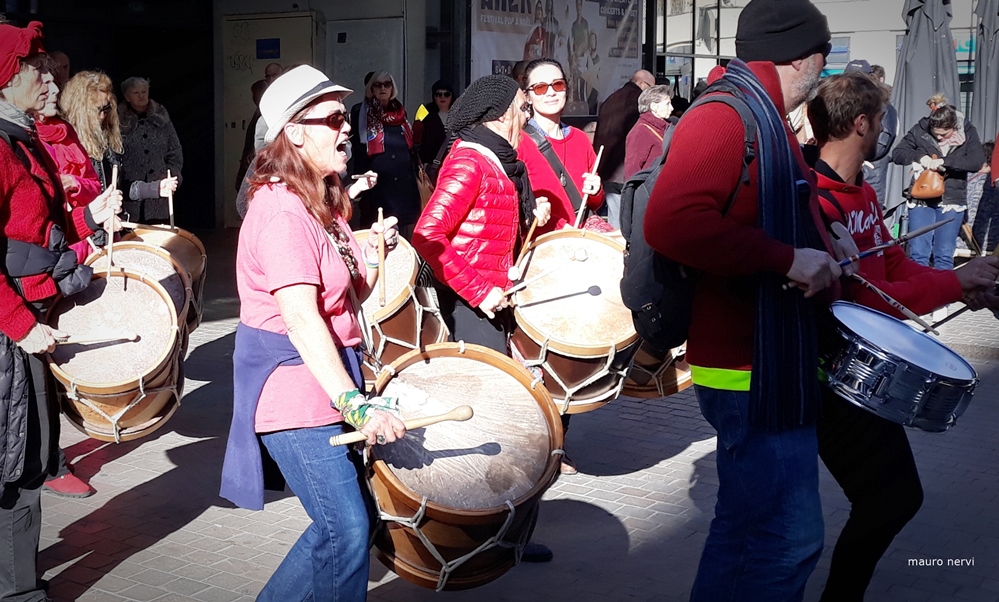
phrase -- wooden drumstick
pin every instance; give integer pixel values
(582, 205)
(125, 336)
(109, 225)
(381, 258)
(458, 414)
(527, 242)
(170, 203)
(887, 299)
(578, 255)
....................
* [Requirement] Copy these lines word for word, leaving out the pictures.

* [Exercise answer]
phrase -- wooden drumstick
pin every instance; give integer pixel values
(582, 205)
(125, 336)
(109, 225)
(381, 258)
(458, 414)
(527, 242)
(170, 203)
(887, 299)
(578, 255)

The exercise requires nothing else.